> _Tekst źródłowy_

------------------------------------------------

W piątek (7 lipca 2023) przed Sądem Okręgowym toczyła się rozprawa dotycząca odebrania praw rodzicielskich nad rodzeństwem zakatowanego Kamilka z Częstochowy. Dzieci do chwili aresztowania pary były pod opieką prawną Magdaleny B. i Dawida B. Jak podaje Polska Agencja Prasowa, obecnie dwoje najmłodszych z nich przebywa w rodzinie zastępczej, a troje starszych w placówce opiekuńczo-wychowawczej.
- Jest przepis ogólny w Ustroju o Sądach Powszechnych, który zaleca w miarę możliwości, aby wyroki w takich sprawach zapadały podczas pierwszej rozprawy - poinformował PAP rzecznik częstochowskiego sądu Dominik Bogacz.
Zapadła ważna decyzja - parę z piekła rodem pozbawiono praw rodzicielskich.
- W ramach postanowienia częściowego sąd pozbawił władzy rodzicielskiej Dawida B. nad dwójką dzieci, dla których jest ojcem. Pozbawił władzy rodzicielskiej Magdalenę B. nad piątką dzieci. I umorzył postępowanie w sprawie Kamila, ponieważ on zmarł. Orzekł w trybie zabezpieczenia o kontaktach Artura T. z jego synem Fabianem (bratem zmarłego Kamila), może się z nim spotykać w określony sposób w pierwszy i trzeci weekend miesiąca, oraz drugi i czwarty, przez 2 godziny - wyjaśnił - Toczy się postępowanie o przywrócenie władzy rodzicielskiej Arturowi T., tego sąd jeszcze nie skończył, tylko umożliwił mu kontakty z dzieckiem, do zakończenia postępowania - dodał sędzia.
Artur T. to biologiczny ojciec Kamilka. W sądzie pojawił się ze swoją narzeczoną. Ma on nadzieję na odzyskanie władzy rodzicielskiej nad Fabiankiem.

------------------------------------------------

> _Opis zadania_
Proszę wyjaśnić na podstawie tekstu, dlaczego sąd umorzył postępowanie w sprawie Kamila.

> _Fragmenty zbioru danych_
------------------------------------------------

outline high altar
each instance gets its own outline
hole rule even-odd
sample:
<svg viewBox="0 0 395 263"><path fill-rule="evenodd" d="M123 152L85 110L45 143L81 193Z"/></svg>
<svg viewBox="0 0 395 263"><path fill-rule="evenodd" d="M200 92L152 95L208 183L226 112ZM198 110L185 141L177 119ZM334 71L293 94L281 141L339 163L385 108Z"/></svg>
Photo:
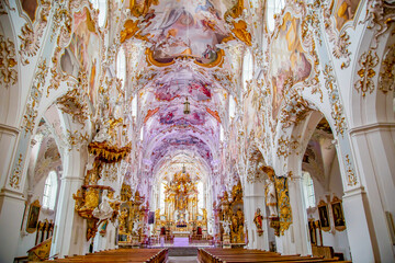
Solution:
<svg viewBox="0 0 395 263"><path fill-rule="evenodd" d="M198 180L187 172L177 172L165 185L165 214L156 210L156 231L166 236L204 236L207 229L206 210L198 207Z"/></svg>

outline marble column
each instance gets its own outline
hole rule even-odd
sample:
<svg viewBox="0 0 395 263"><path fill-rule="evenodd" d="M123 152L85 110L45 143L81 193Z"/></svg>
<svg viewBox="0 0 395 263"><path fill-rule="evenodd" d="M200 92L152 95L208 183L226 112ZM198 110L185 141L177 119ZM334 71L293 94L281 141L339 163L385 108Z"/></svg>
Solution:
<svg viewBox="0 0 395 263"><path fill-rule="evenodd" d="M50 255L83 254L88 252L89 243L86 239L87 222L75 210L72 194L82 185L82 160L76 149L65 150L64 174L60 184L53 244Z"/></svg>
<svg viewBox="0 0 395 263"><path fill-rule="evenodd" d="M13 262L18 250L21 222L25 207L24 161L19 174L19 188L13 188L8 180L14 163L20 130L16 127L0 124L0 262ZM27 211L29 213L29 211Z"/></svg>

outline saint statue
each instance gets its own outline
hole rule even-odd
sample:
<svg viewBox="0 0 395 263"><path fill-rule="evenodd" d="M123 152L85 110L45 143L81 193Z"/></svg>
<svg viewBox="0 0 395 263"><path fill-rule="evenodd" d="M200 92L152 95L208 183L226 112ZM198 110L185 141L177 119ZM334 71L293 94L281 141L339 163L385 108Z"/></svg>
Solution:
<svg viewBox="0 0 395 263"><path fill-rule="evenodd" d="M232 225L232 222L230 222L229 220L227 220L227 221L221 221L221 222L222 222L222 225L223 225L224 232L225 232L226 235L230 235L230 225Z"/></svg>
<svg viewBox="0 0 395 263"><path fill-rule="evenodd" d="M138 230L142 228L142 222L137 219L134 224L133 224L133 229L132 229L132 233L137 236L138 235Z"/></svg>
<svg viewBox="0 0 395 263"><path fill-rule="evenodd" d="M103 190L102 202L99 207L94 208L92 215L100 220L108 219L112 216L113 208L110 206L110 198L108 194L108 190Z"/></svg>
<svg viewBox="0 0 395 263"><path fill-rule="evenodd" d="M257 227L257 230L258 230L258 236L261 236L263 230L262 230L262 220L263 220L263 217L261 215L261 210L260 208L257 208L257 211L253 216L253 222Z"/></svg>
<svg viewBox="0 0 395 263"><path fill-rule="evenodd" d="M267 179L266 185L266 201L267 206L269 207L269 217L276 217L276 197L275 197L275 186L274 182L270 179Z"/></svg>

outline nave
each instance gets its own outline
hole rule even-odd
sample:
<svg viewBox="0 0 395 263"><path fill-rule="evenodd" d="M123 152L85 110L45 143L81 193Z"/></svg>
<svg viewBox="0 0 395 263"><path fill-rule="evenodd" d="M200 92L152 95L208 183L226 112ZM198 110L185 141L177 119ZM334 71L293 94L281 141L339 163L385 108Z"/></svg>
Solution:
<svg viewBox="0 0 395 263"><path fill-rule="evenodd" d="M87 255L67 256L50 262L128 262L128 263L259 263L259 262L343 262L336 259L324 259L319 256L281 255L276 252L246 249L199 249L198 256L169 256L169 249L117 249L89 253Z"/></svg>
<svg viewBox="0 0 395 263"><path fill-rule="evenodd" d="M394 79L395 0L0 0L0 262L394 262Z"/></svg>

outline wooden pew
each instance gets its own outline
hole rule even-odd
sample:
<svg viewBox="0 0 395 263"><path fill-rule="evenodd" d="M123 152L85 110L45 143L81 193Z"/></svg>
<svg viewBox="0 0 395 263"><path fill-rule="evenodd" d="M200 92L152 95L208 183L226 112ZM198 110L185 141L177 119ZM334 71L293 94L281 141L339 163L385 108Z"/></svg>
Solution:
<svg viewBox="0 0 395 263"><path fill-rule="evenodd" d="M200 249L201 263L245 263L245 262L339 262L338 259L323 256L281 255L280 253L245 249Z"/></svg>
<svg viewBox="0 0 395 263"><path fill-rule="evenodd" d="M119 249L108 250L87 255L75 255L46 262L128 262L128 263L165 263L168 259L167 249Z"/></svg>

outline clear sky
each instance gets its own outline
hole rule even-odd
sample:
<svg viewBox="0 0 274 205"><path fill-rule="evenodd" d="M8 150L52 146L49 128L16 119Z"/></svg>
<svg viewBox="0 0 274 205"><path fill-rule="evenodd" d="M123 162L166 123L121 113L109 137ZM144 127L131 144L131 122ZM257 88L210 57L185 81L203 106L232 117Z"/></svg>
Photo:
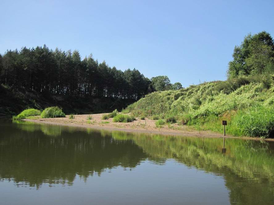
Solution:
<svg viewBox="0 0 274 205"><path fill-rule="evenodd" d="M0 1L0 53L46 45L185 87L225 80L249 33L274 37L274 1Z"/></svg>

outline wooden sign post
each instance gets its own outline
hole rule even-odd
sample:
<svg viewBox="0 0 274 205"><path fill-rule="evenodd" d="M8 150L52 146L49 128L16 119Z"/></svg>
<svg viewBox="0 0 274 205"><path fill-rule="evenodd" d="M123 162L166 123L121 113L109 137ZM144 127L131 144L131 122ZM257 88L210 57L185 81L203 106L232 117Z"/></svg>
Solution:
<svg viewBox="0 0 274 205"><path fill-rule="evenodd" d="M227 125L227 121L226 120L222 121L222 125L224 126L224 136L226 136L226 125Z"/></svg>

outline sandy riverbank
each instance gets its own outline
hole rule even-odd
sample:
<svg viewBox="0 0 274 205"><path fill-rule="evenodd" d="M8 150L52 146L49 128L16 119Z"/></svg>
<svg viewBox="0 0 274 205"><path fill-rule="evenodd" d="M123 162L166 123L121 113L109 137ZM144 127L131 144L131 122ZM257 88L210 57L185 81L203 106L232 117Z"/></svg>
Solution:
<svg viewBox="0 0 274 205"><path fill-rule="evenodd" d="M164 126L160 129L155 126L156 120L146 118L145 120L141 120L136 118L136 121L131 123L114 123L113 119L107 120L102 120L102 114L93 114L92 119L87 119L88 115L75 115L74 119L70 119L69 115L65 118L39 118L35 119L29 119L24 120L40 123L54 124L59 125L88 127L95 129L104 129L110 131L118 131L130 132L147 133L160 134L164 135L174 135L182 136L193 136L199 137L223 138L223 135L219 133L213 133L206 131L193 130L186 126L179 126L173 124L171 127L167 125ZM235 137L227 135L227 138L235 138ZM242 138L245 139L261 139L260 138ZM274 141L273 139L267 140Z"/></svg>

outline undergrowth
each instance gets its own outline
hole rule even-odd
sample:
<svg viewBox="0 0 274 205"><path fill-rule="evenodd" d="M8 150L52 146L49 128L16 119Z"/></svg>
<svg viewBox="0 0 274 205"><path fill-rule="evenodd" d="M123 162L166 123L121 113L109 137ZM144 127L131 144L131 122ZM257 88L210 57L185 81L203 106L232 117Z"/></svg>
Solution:
<svg viewBox="0 0 274 205"><path fill-rule="evenodd" d="M29 108L23 111L18 115L13 117L12 118L16 120L23 119L30 116L39 115L41 114L41 111L38 110Z"/></svg>
<svg viewBox="0 0 274 205"><path fill-rule="evenodd" d="M177 123L222 133L222 120L226 120L228 134L271 137L274 132L272 76L250 76L154 92L123 111L157 120L157 127Z"/></svg>
<svg viewBox="0 0 274 205"><path fill-rule="evenodd" d="M42 118L63 118L65 116L62 109L57 107L47 107L41 113Z"/></svg>

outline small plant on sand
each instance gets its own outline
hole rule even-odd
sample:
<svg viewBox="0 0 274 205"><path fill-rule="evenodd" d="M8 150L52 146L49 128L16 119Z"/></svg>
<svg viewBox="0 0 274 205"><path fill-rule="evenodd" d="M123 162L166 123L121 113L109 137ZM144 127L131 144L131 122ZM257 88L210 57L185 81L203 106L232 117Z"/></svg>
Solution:
<svg viewBox="0 0 274 205"><path fill-rule="evenodd" d="M41 114L41 111L39 110L33 108L30 108L25 110L17 116L14 116L12 119L16 120L22 119L30 116L39 115Z"/></svg>
<svg viewBox="0 0 274 205"><path fill-rule="evenodd" d="M65 116L62 109L57 107L47 107L41 113L41 117L42 118L64 118Z"/></svg>
<svg viewBox="0 0 274 205"><path fill-rule="evenodd" d="M152 115L151 119L153 120L157 120L159 119L159 116L158 115Z"/></svg>
<svg viewBox="0 0 274 205"><path fill-rule="evenodd" d="M109 118L108 115L106 114L104 114L102 116L102 120L108 119Z"/></svg>
<svg viewBox="0 0 274 205"><path fill-rule="evenodd" d="M113 118L117 115L119 113L119 112L117 110L117 109L115 109L112 112L109 113L107 115L110 118Z"/></svg>
<svg viewBox="0 0 274 205"><path fill-rule="evenodd" d="M92 119L92 116L91 115L88 116L87 117L87 119L88 119L88 120Z"/></svg>
<svg viewBox="0 0 274 205"><path fill-rule="evenodd" d="M135 120L134 117L123 114L118 114L113 118L114 123L129 123Z"/></svg>
<svg viewBox="0 0 274 205"><path fill-rule="evenodd" d="M159 119L155 122L155 125L156 126L156 127L158 128L161 128L163 127L163 125L165 124L165 122L162 119Z"/></svg>
<svg viewBox="0 0 274 205"><path fill-rule="evenodd" d="M174 124L177 122L177 120L174 116L168 116L165 119L166 123L170 124Z"/></svg>

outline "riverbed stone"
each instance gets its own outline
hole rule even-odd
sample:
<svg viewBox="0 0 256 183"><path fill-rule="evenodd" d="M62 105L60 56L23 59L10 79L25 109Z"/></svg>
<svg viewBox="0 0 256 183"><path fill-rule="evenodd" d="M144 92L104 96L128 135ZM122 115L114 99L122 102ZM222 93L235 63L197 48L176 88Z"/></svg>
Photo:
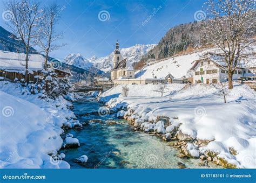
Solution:
<svg viewBox="0 0 256 183"><path fill-rule="evenodd" d="M201 160L205 160L207 159L207 156L205 156L205 155L201 155L200 156L200 159L201 159Z"/></svg>

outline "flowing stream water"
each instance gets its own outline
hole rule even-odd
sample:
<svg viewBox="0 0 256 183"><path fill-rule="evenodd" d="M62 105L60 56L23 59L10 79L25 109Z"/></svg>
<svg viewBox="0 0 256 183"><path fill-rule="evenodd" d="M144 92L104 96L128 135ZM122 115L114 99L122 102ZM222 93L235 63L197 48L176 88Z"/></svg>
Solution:
<svg viewBox="0 0 256 183"><path fill-rule="evenodd" d="M187 168L207 167L200 165L199 159L179 158L178 151L168 142L134 131L129 122L117 118L116 114L100 116L98 110L102 104L93 97L84 97L73 105L78 119L84 123L83 129L67 132L79 139L80 146L61 150L71 168L177 168L180 162ZM91 119L102 122L90 122ZM78 163L76 158L84 154L88 157L87 163Z"/></svg>

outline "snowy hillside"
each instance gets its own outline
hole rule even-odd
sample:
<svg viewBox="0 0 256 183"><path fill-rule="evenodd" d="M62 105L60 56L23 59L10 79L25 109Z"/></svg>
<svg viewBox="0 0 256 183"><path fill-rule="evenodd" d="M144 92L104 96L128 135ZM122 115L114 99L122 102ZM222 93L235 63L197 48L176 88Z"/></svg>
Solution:
<svg viewBox="0 0 256 183"><path fill-rule="evenodd" d="M92 67L92 63L79 53L70 54L65 58L63 62L87 71Z"/></svg>
<svg viewBox="0 0 256 183"><path fill-rule="evenodd" d="M142 59L142 56L145 55L155 46L156 45L154 44L146 45L136 44L135 46L127 48L122 48L120 50L122 58L127 58L132 64L138 62ZM109 72L113 66L112 59L113 53L112 52L110 55L99 59L93 56L88 60L93 64L95 67L104 72Z"/></svg>
<svg viewBox="0 0 256 183"><path fill-rule="evenodd" d="M75 117L66 107L71 103L62 97L47 102L17 83L1 81L0 89L0 168L69 168L49 154L57 154L61 126Z"/></svg>
<svg viewBox="0 0 256 183"><path fill-rule="evenodd" d="M190 69L194 64L194 61L207 53L219 53L217 48L208 48L201 51L195 51L191 53L180 56L173 57L164 60L157 61L148 64L140 71L135 73L135 78L142 79L152 78L153 74L157 78L165 78L169 73L176 79L179 79L184 76L191 77L191 74ZM256 46L253 45L252 50L247 50L243 56L241 62L243 66L253 67L256 66L256 60L254 54L256 53Z"/></svg>

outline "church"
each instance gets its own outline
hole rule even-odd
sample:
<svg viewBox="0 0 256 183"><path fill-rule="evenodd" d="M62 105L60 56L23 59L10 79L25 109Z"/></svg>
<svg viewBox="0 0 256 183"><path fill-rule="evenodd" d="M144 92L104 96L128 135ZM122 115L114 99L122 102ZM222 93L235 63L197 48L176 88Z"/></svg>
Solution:
<svg viewBox="0 0 256 183"><path fill-rule="evenodd" d="M135 70L127 58L122 60L121 52L119 51L119 44L117 40L112 61L111 80L134 78Z"/></svg>

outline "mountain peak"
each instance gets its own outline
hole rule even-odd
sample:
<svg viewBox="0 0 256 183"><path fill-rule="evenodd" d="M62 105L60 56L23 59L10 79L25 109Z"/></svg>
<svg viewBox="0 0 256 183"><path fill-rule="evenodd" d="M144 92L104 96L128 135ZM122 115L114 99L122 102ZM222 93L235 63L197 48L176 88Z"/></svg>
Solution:
<svg viewBox="0 0 256 183"><path fill-rule="evenodd" d="M134 62L138 62L143 55L145 55L147 52L153 48L156 45L140 45L138 44L129 48L122 48L120 50L122 58L127 58L127 60L131 63L131 65ZM109 55L97 59L95 56L89 60L93 65L95 67L107 72L111 70L113 67L112 58L114 52L112 52Z"/></svg>

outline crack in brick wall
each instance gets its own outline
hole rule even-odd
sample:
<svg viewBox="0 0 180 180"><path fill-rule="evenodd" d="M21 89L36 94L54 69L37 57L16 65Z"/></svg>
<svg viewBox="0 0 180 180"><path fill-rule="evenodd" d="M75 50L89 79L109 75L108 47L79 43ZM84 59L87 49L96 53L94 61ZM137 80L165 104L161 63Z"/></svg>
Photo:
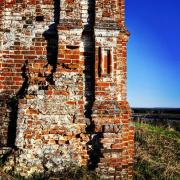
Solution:
<svg viewBox="0 0 180 180"><path fill-rule="evenodd" d="M128 37L124 0L0 0L0 145L18 152L6 170L132 179Z"/></svg>

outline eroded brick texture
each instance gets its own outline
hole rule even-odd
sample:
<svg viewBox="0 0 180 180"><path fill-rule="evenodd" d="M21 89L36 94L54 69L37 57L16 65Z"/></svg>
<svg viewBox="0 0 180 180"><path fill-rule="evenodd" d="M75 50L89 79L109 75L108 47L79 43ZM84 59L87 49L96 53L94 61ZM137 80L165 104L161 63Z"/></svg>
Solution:
<svg viewBox="0 0 180 180"><path fill-rule="evenodd" d="M132 179L128 37L124 0L0 0L0 144L16 172Z"/></svg>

------------------------------------------------

> _Rozwiązanie zadania_
Sąd umorzył postępowanie w sprawie Kamila, ponieważ chłopiec zmarł.